TEXTE FOURNI ->
::::
Une jeune fille aux doigts de fée, discrète et pauvre, s’éprend d’un jeune artiste rebelle issu de la bourgeoisie… A la croisée de La dentellière et de La vie d’Adèle, ce film initiatique réalisé en 2014 par Julie Lopes-Curval éblouit par sa justesse et sa délicatesse. A découvrir d’urgence en DVD !
« Elle était de ces âmes qui ne font aucun signe, mais qu’il faut patiemment interroger, sur lesquelles il faut savoir poser le regard. Un peintre en aurait fait autrefois un portrait de genre. Elle aurait été lingère, porteuse d’eau ou dentellière… » Pascal Lainé (La Dentellière)
Le beau monde
Julie Lopes-Curval
2014 (en DVD chez Pyramide Vidéo depuis le 6 janvier 2015)
::::
DONNÉES DE RÉFÉRENCE ->
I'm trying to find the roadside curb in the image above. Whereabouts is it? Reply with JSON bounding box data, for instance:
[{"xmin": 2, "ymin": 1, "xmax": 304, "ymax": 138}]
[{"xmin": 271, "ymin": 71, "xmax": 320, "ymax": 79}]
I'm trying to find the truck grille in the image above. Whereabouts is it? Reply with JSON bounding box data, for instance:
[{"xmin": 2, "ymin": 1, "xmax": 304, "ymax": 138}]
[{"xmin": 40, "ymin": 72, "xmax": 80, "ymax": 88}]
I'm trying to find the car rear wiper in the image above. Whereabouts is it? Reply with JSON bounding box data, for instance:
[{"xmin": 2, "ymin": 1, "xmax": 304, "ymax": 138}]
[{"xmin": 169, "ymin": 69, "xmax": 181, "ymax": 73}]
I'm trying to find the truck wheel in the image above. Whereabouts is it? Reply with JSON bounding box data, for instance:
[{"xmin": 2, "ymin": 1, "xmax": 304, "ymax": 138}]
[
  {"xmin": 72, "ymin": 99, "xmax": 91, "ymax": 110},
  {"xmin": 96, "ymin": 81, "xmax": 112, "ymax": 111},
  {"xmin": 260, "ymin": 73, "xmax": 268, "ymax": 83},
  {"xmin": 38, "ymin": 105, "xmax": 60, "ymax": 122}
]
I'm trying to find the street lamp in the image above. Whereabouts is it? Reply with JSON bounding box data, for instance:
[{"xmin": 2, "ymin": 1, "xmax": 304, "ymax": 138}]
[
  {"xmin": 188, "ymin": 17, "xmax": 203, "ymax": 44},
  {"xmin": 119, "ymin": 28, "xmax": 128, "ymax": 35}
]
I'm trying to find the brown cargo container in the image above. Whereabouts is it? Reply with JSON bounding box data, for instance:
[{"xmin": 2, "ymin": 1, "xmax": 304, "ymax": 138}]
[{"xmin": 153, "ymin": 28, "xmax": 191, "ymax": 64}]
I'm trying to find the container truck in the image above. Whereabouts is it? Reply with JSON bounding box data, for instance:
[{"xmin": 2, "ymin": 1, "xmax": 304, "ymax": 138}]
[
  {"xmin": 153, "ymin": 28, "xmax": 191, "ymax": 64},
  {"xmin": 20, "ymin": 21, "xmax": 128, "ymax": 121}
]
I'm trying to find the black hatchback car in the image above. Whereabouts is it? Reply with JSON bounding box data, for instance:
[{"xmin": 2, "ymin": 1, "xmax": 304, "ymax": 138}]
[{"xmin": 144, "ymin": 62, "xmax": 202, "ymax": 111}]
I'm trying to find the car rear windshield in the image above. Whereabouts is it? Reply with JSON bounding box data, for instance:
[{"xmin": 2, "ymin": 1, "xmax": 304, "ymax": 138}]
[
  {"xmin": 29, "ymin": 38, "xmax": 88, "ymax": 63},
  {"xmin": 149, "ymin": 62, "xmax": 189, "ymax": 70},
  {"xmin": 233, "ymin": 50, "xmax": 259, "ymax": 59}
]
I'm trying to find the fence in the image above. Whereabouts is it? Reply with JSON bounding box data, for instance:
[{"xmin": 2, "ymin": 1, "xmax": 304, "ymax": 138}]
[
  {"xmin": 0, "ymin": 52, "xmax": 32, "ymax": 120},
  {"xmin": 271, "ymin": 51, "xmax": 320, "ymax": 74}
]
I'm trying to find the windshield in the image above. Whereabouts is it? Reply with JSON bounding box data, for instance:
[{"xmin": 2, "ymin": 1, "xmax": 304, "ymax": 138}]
::::
ÉNONCÉ DE L'EXERCICE ->
Recopiez fidèlement le passage du texte sur le film Le beau monde, en commençant par « Une jeune fille » et en allant jusqu'à « 6 janvier 2015) ». Ces données ne sont pas utiles ici.

RÉSULTAT ATTENDU ->
Une jeune fille aux doigts de fée, discrète et pauvre, s’éprend d’un jeune artiste rebelle issu de la bourgeoisie… A la croisée de La dentellière et de La vie d’Adèle, ce film initiatique réalisé en 2014 par Julie Lopes-Curval éblouit par sa justesse et sa délicatesse. A découvrir d’urgence en DVD !
« Elle était de ces âmes qui ne font aucun signe, mais qu’il faut patiemment interroger, sur lesquelles il faut savoir poser le regard. Un peintre en aurait fait autrefois un portrait de genre. Elle aurait été lingère, porteuse d’eau ou dentellière… » Pascal Lainé (La Dentellière)
Le beau monde
Julie Lopes-Curval
2014 (en DVD chez Pyramide Vidéo depuis le 6 janvier 2015)